Go line by line through the entries below and count those containing the string "shirt"; give only the count.

"""

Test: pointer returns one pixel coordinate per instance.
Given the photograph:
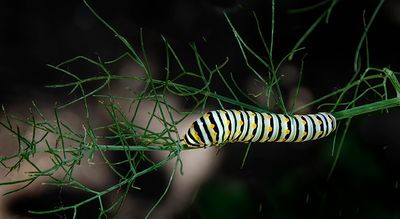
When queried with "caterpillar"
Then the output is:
(223, 126)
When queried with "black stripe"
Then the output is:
(289, 126)
(305, 128)
(242, 116)
(190, 144)
(231, 127)
(324, 123)
(197, 129)
(221, 133)
(205, 130)
(272, 126)
(314, 126)
(254, 130)
(212, 121)
(280, 132)
(262, 128)
(296, 128)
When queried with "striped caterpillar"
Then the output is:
(223, 126)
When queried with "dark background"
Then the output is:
(277, 181)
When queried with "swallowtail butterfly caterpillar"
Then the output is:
(223, 126)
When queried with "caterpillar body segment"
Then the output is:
(223, 126)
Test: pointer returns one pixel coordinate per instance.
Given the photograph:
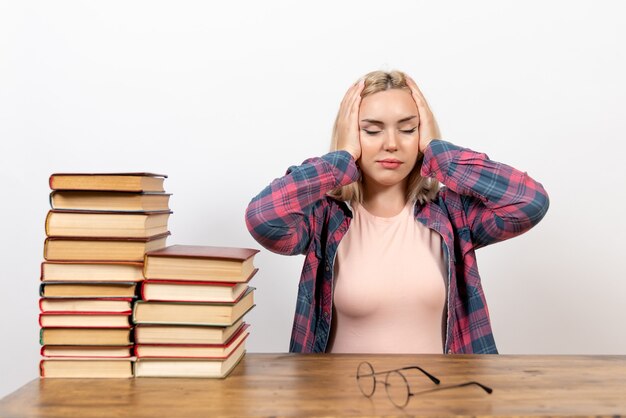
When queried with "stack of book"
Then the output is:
(98, 231)
(190, 319)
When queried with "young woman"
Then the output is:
(390, 264)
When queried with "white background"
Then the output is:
(224, 96)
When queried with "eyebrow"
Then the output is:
(378, 122)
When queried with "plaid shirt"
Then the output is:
(482, 202)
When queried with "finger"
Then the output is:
(356, 103)
(346, 103)
(353, 97)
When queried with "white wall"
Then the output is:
(224, 96)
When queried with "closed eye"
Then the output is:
(405, 131)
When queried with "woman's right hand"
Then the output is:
(348, 136)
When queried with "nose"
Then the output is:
(391, 143)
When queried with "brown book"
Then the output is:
(186, 334)
(86, 368)
(97, 271)
(183, 313)
(66, 223)
(89, 351)
(73, 305)
(85, 336)
(221, 351)
(200, 368)
(117, 201)
(84, 320)
(113, 182)
(101, 249)
(200, 263)
(87, 290)
(190, 291)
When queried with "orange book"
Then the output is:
(101, 249)
(200, 263)
(118, 201)
(215, 351)
(113, 182)
(91, 271)
(75, 223)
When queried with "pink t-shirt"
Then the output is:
(389, 291)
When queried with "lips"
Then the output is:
(390, 163)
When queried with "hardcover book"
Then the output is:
(215, 351)
(96, 271)
(186, 334)
(200, 263)
(115, 182)
(84, 320)
(87, 289)
(114, 201)
(85, 336)
(101, 249)
(85, 368)
(183, 313)
(188, 291)
(106, 224)
(202, 368)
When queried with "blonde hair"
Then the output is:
(421, 189)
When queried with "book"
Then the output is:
(114, 201)
(97, 271)
(85, 368)
(185, 334)
(89, 351)
(84, 320)
(85, 336)
(187, 291)
(87, 289)
(101, 249)
(185, 313)
(61, 305)
(114, 182)
(200, 263)
(221, 351)
(74, 223)
(201, 368)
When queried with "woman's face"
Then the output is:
(389, 136)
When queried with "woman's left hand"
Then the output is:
(428, 128)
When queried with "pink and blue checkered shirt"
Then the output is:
(481, 202)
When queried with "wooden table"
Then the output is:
(325, 385)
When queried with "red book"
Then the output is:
(75, 305)
(84, 320)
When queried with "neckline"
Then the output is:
(385, 219)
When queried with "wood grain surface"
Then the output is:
(325, 385)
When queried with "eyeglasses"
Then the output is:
(397, 386)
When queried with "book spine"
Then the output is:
(142, 290)
(45, 249)
(42, 372)
(47, 224)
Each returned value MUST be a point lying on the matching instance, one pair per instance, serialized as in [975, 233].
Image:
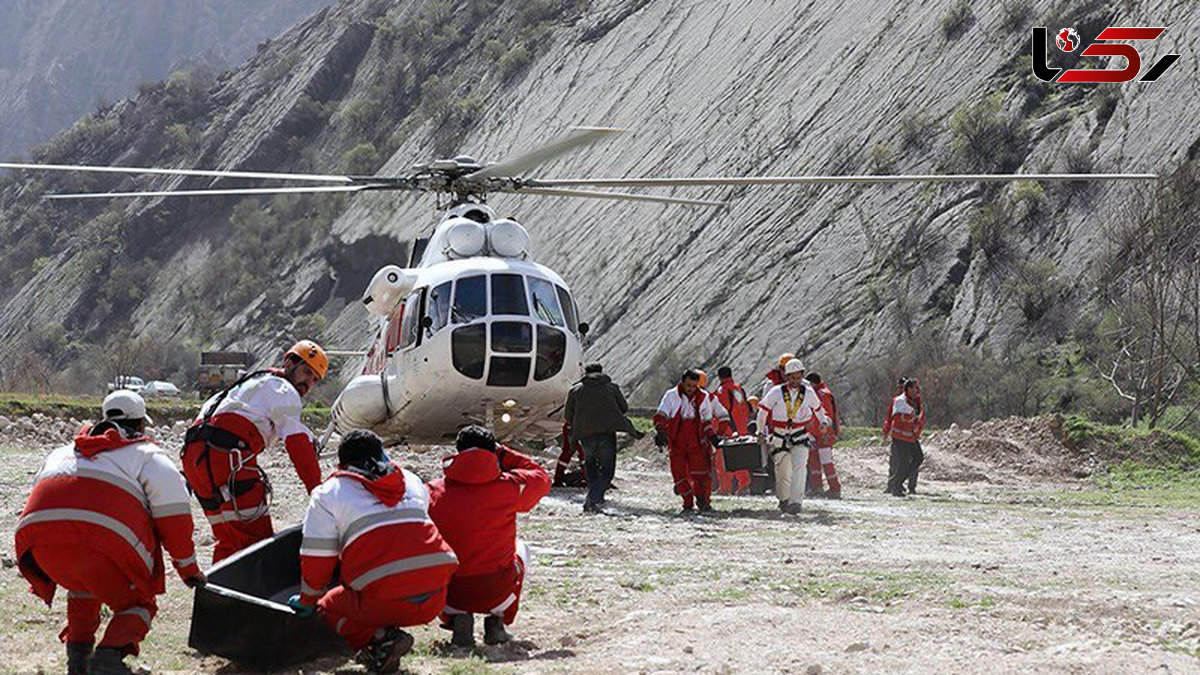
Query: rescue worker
[101, 511]
[821, 454]
[733, 399]
[221, 449]
[789, 418]
[904, 424]
[475, 508]
[595, 412]
[685, 423]
[775, 376]
[369, 524]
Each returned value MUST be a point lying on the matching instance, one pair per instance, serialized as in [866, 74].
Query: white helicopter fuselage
[461, 339]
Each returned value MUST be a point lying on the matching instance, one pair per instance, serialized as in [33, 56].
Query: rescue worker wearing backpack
[221, 449]
[101, 511]
[475, 508]
[367, 532]
[790, 417]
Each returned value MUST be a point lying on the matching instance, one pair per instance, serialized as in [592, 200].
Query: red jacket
[905, 419]
[373, 533]
[828, 436]
[733, 398]
[475, 506]
[123, 496]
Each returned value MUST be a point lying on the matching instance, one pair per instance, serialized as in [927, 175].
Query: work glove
[660, 440]
[303, 610]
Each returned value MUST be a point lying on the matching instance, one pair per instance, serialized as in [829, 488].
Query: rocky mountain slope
[59, 57]
[843, 274]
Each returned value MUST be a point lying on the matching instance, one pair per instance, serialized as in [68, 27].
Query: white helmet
[124, 404]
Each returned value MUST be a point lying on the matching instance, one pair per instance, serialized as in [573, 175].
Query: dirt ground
[993, 568]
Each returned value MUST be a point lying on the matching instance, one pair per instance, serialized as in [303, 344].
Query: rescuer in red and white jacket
[733, 399]
[790, 417]
[99, 515]
[904, 423]
[821, 454]
[221, 449]
[370, 524]
[687, 424]
[475, 508]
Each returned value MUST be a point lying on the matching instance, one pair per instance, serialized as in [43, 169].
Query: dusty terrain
[991, 568]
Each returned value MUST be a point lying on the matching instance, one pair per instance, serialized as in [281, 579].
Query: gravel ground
[991, 568]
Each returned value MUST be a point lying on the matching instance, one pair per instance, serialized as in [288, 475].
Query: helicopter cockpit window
[573, 320]
[469, 299]
[439, 305]
[411, 328]
[545, 302]
[508, 294]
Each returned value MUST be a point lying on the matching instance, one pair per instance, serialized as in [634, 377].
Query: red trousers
[91, 579]
[822, 459]
[691, 470]
[497, 593]
[358, 615]
[232, 533]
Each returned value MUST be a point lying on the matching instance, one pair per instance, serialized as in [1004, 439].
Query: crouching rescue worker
[370, 524]
[221, 449]
[96, 521]
[685, 424]
[475, 508]
[790, 417]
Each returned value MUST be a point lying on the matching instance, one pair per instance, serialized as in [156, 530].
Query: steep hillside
[58, 58]
[841, 274]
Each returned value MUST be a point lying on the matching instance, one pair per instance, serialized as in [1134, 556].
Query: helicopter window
[551, 352]
[468, 350]
[439, 305]
[545, 302]
[411, 328]
[573, 318]
[508, 294]
[511, 336]
[471, 299]
[509, 371]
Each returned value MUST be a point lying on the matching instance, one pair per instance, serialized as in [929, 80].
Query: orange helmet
[312, 354]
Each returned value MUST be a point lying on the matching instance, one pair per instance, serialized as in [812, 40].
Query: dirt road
[985, 571]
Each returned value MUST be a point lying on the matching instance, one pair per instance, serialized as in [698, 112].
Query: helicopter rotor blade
[834, 179]
[575, 137]
[301, 190]
[156, 171]
[623, 196]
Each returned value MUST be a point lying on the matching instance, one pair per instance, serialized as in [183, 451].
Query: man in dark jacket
[595, 412]
[475, 508]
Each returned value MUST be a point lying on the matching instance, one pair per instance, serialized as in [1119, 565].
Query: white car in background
[131, 382]
[160, 388]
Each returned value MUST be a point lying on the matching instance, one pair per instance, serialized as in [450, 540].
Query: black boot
[383, 653]
[108, 661]
[495, 632]
[77, 657]
[463, 629]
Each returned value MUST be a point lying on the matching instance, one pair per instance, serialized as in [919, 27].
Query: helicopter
[473, 329]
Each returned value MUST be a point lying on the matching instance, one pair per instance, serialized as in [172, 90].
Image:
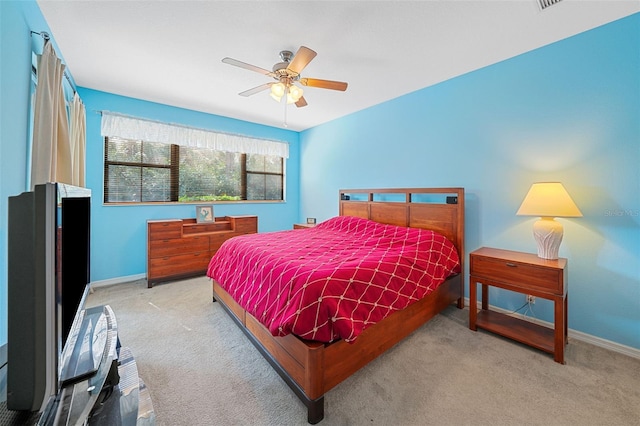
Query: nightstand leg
[560, 328]
[473, 303]
[485, 297]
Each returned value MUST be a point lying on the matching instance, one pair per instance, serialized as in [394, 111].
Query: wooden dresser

"""

Response area:
3